Goals –
1. From the lumber forum thread below, reproduce the passage from "I have had really" to "(Aug 31, 2007)" word for word.
2. In the lumber forum thread below, what did KingmontKid buy from Hartland?
3. Continue the lumber forum thread below, picking up right after its final line.

Provided text –
......

I have gotten rough saw lumber form a cabinet shop in town (Morgantown) called MDC Woodshop. Good enough but the Hazelton prices were better at the time if I was going to make a bulk purchase.

I had also contact one of the bigger type places, maybe Coastal, kiln yard which wasn't to far. My impression was that they would deal with a somewhat smaller order, but your choice was what was coming out of the kiln.

Some others, but no point spending to much time till I had tried Hazelton.


----------



## AaronK (Nov 30, 2008)

Joe, I live in morgantown and have this to say:

The big box stores are awful, and 84 lumber only has softwoods (but they are better than lowes). MDC is ok, and has plenty of species, but a tad on the pricey side. I have not tried Hazelton yet, but they appear to be quite reasonable.

I have had really good success with local small-time sawyers - including one right in grafton. I'll send you a PM with some contact info.

also, check the local Bulletin Board magazine that comes out on thursdays, you can usually find good deals there.


----------



## pvwoodcrafts (Aug 31, 2007)

Hey Joe, I may be able to help you out. I have a fair supply of 4/4 FAS lumber on hand. Also have lots of figured lumber. I have my own kiln and keep myself supplied with lots of domestic inventory. Have a few exotics on hand too. mike


----------



## KingmontKid (Sep 18, 2011)

Okay, so I joined this site after finding this thread on a Google search. Just wanted you all to not forget Hartland down in Clarksburg too….right beside the Mickey D's on Pike St. No, don't work for them, I just go there for any hardwoods I need which I can't get at a big box store (too lazy to plane down my own stock). Got some 8/4 cherry and 8/4 maple from them.


----------



## Bertha (Jan 10, 2011)

Thanks Kingmont. MoTown's a ways from me but I'm always on the lookout.


----------



## patcollins (Jul 22, 2010)

I never thought of Heartland, Im from Bridgeport but live in Maryland now.

If I remember right there was a place right across the westover bridge on the edge of the river but can't remember its name.


----------



## cebfish (Jan 15, 2011)

Brills saw mill wardenville wv. Ike brill is a super nice guy to deal with


----------



## Armandhammer (Dec 12, 2013)

Brills huh? That's local to me. I'll have to check them out. A friend of mine had a saw mill but recently passed away. He was also from Wardensville. He died before I was trying to get into woodworking though. There's another place up the road from me…Sislers in Keyser. Pretty big operation and supposedly pretty cheap. There's also Shingletons in Augusta.


----------



## Skippy906 (Dec 16, 2012)

......

[Image location labeling entries]
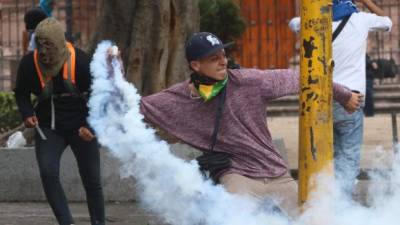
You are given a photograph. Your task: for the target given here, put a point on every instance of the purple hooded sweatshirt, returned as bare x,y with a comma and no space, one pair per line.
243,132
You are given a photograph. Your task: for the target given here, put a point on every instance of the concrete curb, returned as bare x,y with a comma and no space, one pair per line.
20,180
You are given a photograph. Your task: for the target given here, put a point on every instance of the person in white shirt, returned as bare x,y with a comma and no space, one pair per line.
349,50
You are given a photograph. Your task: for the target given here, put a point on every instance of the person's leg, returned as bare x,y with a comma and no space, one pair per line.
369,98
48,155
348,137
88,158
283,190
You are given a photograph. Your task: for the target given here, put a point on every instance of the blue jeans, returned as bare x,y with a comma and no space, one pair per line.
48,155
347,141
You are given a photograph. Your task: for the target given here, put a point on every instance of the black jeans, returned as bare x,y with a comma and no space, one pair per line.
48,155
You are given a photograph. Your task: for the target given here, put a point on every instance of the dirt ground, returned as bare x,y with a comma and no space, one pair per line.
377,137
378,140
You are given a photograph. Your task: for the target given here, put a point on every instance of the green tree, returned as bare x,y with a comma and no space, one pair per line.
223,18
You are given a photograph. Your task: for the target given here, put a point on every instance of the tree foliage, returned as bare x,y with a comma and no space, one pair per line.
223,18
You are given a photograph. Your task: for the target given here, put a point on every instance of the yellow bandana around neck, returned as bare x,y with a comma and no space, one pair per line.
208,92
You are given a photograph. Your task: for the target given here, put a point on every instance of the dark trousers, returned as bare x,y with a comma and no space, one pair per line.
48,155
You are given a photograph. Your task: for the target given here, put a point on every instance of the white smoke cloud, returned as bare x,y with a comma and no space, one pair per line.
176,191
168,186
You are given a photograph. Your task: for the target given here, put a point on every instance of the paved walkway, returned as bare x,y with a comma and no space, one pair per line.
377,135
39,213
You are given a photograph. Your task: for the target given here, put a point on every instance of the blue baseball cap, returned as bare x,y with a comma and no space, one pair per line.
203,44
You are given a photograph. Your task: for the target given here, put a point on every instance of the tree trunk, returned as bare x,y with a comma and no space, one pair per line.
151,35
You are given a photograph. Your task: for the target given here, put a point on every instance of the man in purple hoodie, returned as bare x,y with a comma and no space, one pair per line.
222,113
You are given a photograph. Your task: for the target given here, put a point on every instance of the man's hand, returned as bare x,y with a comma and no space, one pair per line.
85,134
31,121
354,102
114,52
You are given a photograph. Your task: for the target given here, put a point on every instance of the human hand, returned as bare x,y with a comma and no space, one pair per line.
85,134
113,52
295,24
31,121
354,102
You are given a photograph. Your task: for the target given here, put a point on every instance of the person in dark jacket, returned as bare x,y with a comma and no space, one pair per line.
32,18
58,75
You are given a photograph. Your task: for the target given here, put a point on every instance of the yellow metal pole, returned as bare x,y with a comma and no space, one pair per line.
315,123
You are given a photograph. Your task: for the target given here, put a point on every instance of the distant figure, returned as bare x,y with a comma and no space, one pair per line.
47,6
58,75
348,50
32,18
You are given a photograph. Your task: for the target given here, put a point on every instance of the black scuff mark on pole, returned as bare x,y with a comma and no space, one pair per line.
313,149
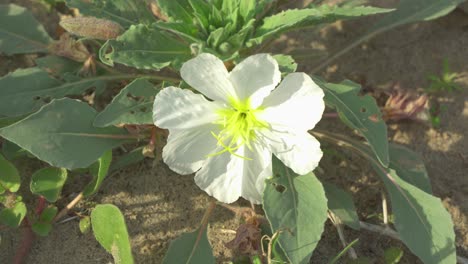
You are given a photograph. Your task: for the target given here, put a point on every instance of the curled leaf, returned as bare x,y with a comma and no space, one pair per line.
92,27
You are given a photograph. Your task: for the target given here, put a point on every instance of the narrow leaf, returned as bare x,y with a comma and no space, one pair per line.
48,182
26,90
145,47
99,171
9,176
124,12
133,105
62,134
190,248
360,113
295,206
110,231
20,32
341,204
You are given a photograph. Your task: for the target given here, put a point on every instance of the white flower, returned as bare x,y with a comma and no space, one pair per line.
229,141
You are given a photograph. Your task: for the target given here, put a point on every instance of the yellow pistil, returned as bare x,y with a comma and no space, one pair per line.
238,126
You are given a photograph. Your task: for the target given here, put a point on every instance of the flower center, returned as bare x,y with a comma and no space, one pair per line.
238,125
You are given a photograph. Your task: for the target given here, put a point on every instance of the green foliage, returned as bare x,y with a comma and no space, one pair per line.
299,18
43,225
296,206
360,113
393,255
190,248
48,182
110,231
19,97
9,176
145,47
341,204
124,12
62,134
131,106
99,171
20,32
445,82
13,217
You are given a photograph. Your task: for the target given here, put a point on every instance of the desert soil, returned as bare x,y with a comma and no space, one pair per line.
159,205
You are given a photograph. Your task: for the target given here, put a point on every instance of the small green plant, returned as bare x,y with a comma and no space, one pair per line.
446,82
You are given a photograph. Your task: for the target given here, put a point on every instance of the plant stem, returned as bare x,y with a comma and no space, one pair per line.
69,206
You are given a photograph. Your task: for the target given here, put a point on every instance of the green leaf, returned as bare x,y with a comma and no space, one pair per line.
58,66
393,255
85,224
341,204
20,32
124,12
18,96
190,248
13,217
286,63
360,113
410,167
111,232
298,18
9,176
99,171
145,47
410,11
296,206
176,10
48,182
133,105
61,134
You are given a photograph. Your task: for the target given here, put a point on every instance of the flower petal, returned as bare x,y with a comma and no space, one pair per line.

......

Answers provided –
1.
I have had really good success with local small-time sawyers - including one right in grafton. I'll send you a PM with some contact info.

also, check the local Bulletin Board magazine that comes out on thursdays, you can usually find good deals there.


----------



## pvwoodcrafts (Aug 31, 2007)

2. 8/4 cherry and 8/4 maple.

3.
Joe, I am from Morgantown, and I get my rough cut lumber from Husky lumber Co, Wadestown. I had purchased red oak, maple (2.50- bd ft) and poplar (1.50) It is kiln dried and ready to go. Very nice guy runs it and the lumber is pretty good too.


----------



## catalina (Dec 22, 2011)

Joe, Skippy906, and AaronK, I live in Mt. Morris and work in Motown and have been a board watcher for several years but don't post much- I have a small portable mill, just a hobby but have a fair supply of stuff that is air dried from as little as 4 months to 3 yrs and probably have way more wood than what i will ever use for hobby/stress relief work lol. Most of the 3 yr dried stuff is maple (figured, plain and spalted, 3/4 to 12/4 and 6 inch thick mantle pieces) and a little cherry (4/4). alot of maple cut live edge, funky pieces too. Walnut, poplar, and cherry cut this past spring mostly 4/4 8+ inch wide. I get a log or two and cut it, sticker and stack it. So still learning to read the logs, by no means an expert but my wood supply is growing. Good to meet fellow wood workers in the area yell if I can help if if ya all want to get together some time for a coffee and a woodworking BS session.


----------



## AaronK (Nov 30, 2008)

hey all - good to know there's still interest in this!

I have since moved away from the area, otherwise I would definitely take you up on your offer, as well as others' suggestions for lumber sources.


----------



## dbray45 (Oct 19, 2010)

You may want to call the sawmill makers - Woodmizer, TimberKing and the like. They know who is doing milling and where. The problem with WV, lumber and coal rights are owned by the big companies Weyerhaeuser and the like. Many places, you cannot cut down a tree on your property because you don't own it - they do.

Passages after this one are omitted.